**WHAT YOU ARE ASKED TO DO:**
Only one portion of the data is to be written out: from the line bearing "find: throw pillow" through the line bearing "dark wood cabinet". Write it exactly as it appears.

/---

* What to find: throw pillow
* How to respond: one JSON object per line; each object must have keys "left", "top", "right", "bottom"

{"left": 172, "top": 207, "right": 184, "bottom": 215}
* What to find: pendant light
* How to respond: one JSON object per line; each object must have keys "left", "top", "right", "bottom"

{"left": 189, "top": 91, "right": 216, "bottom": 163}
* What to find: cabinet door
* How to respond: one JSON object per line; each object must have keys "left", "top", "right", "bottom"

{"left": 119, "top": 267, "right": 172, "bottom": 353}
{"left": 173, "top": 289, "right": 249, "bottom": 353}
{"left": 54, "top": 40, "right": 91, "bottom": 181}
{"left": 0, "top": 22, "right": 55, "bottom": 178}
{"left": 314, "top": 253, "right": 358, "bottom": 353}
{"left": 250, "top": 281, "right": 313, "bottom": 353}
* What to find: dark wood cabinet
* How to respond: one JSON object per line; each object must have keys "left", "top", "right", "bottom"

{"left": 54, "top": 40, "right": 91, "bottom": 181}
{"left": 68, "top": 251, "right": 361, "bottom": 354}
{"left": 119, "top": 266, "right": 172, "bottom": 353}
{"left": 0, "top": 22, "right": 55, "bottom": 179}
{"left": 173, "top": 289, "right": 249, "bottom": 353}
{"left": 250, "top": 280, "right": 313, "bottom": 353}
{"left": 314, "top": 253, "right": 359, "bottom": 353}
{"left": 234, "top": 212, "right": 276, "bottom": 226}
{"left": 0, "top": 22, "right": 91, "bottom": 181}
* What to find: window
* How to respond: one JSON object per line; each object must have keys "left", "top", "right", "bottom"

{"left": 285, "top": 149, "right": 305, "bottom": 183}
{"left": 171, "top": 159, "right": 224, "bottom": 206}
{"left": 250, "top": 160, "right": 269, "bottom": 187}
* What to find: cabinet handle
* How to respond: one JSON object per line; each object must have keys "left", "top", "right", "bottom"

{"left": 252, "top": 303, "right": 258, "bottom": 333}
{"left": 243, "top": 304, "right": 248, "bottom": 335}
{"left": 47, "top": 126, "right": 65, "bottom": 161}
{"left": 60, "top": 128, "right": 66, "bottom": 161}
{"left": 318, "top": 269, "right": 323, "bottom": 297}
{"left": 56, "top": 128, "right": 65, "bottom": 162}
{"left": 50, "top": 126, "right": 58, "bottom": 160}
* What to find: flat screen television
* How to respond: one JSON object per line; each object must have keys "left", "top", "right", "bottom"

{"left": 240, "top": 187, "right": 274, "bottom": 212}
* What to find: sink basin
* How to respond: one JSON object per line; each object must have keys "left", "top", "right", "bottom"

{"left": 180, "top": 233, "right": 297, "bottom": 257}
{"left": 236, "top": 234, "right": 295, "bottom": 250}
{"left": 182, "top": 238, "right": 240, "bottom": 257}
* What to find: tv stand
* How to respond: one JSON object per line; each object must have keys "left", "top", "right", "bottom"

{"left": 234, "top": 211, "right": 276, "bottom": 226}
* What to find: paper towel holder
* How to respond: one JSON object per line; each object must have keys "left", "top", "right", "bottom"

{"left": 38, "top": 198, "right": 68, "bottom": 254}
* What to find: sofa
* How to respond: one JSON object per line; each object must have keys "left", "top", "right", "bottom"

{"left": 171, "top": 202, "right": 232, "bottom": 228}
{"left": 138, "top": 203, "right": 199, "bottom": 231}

\---
/---

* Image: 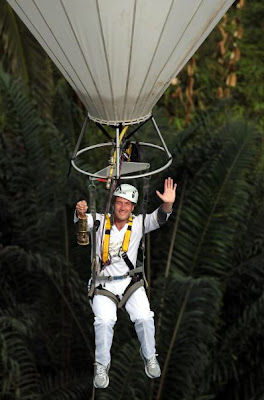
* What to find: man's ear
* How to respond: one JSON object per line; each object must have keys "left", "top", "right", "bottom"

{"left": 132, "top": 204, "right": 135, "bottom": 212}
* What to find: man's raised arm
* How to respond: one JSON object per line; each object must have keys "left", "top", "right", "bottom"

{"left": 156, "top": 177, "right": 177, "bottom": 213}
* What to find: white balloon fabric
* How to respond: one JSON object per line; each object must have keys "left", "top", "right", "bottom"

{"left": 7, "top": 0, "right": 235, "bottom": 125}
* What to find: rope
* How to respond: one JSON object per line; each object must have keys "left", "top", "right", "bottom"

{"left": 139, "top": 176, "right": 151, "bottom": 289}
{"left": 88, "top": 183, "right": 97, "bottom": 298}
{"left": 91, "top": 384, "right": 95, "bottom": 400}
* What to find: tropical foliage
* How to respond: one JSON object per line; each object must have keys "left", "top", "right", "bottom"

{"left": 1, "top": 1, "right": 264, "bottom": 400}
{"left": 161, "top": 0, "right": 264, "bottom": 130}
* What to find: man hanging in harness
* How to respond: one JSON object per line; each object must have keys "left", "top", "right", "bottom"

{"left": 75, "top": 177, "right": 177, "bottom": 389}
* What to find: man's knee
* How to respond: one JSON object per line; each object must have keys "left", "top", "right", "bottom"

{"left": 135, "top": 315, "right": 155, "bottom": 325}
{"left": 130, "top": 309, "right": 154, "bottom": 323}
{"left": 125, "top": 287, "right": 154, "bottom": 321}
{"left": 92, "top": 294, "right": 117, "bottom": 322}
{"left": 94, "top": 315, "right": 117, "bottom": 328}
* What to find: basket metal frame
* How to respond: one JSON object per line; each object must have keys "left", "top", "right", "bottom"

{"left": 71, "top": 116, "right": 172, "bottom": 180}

\---
/---

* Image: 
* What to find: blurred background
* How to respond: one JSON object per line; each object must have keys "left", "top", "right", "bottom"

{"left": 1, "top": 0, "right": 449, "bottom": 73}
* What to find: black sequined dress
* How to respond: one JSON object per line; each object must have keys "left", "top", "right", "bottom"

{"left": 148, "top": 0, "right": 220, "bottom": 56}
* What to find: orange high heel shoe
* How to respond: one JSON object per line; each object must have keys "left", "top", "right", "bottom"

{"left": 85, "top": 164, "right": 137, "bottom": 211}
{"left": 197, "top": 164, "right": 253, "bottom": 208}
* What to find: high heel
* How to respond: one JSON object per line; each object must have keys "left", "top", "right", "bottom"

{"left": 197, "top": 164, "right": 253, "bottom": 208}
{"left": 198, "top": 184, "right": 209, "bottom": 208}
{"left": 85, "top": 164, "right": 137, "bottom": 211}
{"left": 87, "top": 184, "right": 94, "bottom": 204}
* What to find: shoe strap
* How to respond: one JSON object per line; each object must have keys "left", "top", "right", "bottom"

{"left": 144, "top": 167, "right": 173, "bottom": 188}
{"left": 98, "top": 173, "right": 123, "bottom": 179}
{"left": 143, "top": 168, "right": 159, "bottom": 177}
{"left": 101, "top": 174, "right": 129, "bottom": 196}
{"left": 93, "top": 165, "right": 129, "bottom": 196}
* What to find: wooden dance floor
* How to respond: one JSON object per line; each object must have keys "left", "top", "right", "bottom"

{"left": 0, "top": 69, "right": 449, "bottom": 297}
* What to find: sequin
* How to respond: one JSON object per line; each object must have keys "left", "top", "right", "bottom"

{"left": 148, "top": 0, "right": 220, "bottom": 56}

\---

**WRITTEN SOLUTION:**
* What to find: throw pillow
* How to respond: one JSON object per line; each object must have keys "left", "top", "right", "bottom"

{"left": 172, "top": 207, "right": 184, "bottom": 215}
* What to find: pendant light
* How to respond: one JSON object per line; each object must have keys "left", "top", "right", "bottom"

{"left": 189, "top": 91, "right": 216, "bottom": 163}
* What to find: cabinet door
* How to respond: one JSON object per line; each object must have keys "left", "top", "right", "bottom"

{"left": 119, "top": 267, "right": 172, "bottom": 353}
{"left": 173, "top": 289, "right": 249, "bottom": 353}
{"left": 54, "top": 40, "right": 91, "bottom": 181}
{"left": 0, "top": 22, "right": 55, "bottom": 178}
{"left": 314, "top": 253, "right": 358, "bottom": 353}
{"left": 250, "top": 281, "right": 313, "bottom": 353}
* What to find: dark wood cabinet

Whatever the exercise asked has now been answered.